> What to work on:
1) Translate this sentence from the essay on parenting and control into Spanish: "Where do I put these feelings and fears?"
2) According to the essay on parenting and control, what kind of culture do we live in?
3) Pick up the essay on parenting and control after its final sentence and carry it forward.

*** Opening of Source text ***

What I love about writing fiction is the ability to make meaning out of the events I make up, to show how one event caused another. But in the case of my own mind, there’s no meaning there; just the body doing its own thing, breaking down without my consent.
Where do I put these feelings and fears? We live in a culture of relentless positivity and denial.
Parenting, of course, has been a years-long lesson in just how much is beyond our control. Children are born with temperaments and develop their own personalities and interests, strengths and limitations. Whatever we imagined for them is a pale shadow compared to their lives and how they actually unfold. But in most situations, we can also rationalize and justify and see how things fit together for our children. We get the satisfaction of choosing our response to them and what they do, and in turn we get to share ourselves, our real selves, with them. We can help them construct a narrative of their lives, a story about who they are and how they feel, and this can help them feel the world is a little safer.

*** Close of Source text ***
*** Opening of Listed records ***

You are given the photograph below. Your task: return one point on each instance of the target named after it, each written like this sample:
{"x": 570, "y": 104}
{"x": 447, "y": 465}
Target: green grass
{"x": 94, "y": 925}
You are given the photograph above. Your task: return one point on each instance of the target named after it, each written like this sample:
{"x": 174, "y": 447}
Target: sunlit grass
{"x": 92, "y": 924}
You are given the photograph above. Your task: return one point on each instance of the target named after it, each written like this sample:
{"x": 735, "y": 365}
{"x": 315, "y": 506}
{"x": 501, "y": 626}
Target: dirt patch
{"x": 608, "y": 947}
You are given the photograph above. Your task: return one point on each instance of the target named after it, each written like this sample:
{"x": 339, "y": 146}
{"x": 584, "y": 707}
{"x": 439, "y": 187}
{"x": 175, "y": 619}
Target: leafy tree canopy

*** Close of Listed records ***
*** Opening of Listed records ***

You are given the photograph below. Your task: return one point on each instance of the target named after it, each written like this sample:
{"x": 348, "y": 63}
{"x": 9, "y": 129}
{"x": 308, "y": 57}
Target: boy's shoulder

*** Close of Listed records ***

> Responses for each task:
1) ¿Dónde pongo estos sentimientos y miedos?

2) A culture of relentless positivity and denial.

3)
In my case, the veil is off; the pretense of control, of cause-and-effect, is over. On the heels of my diagnosis, I feel like there is no way to construct a narrative around what’s happening to me, a deep betrayal for a writer. This is the part that is so challenging to explain to people: My life story now is chaos. There’s no predicting how this disease will affect my children.
I often think of Hansel and Gretel, without their parents, wandering in the woods. Now, when I write, when I speak, when I am with my family, I am conscious of trying to lay a trail of breadcrumbs—in my writing, in our home, everywhere—for my children to find, perhaps in some future when I am not recognizable to myself. I do my best so that they will remember, but I don’t know if they will ever truly find me the way I was.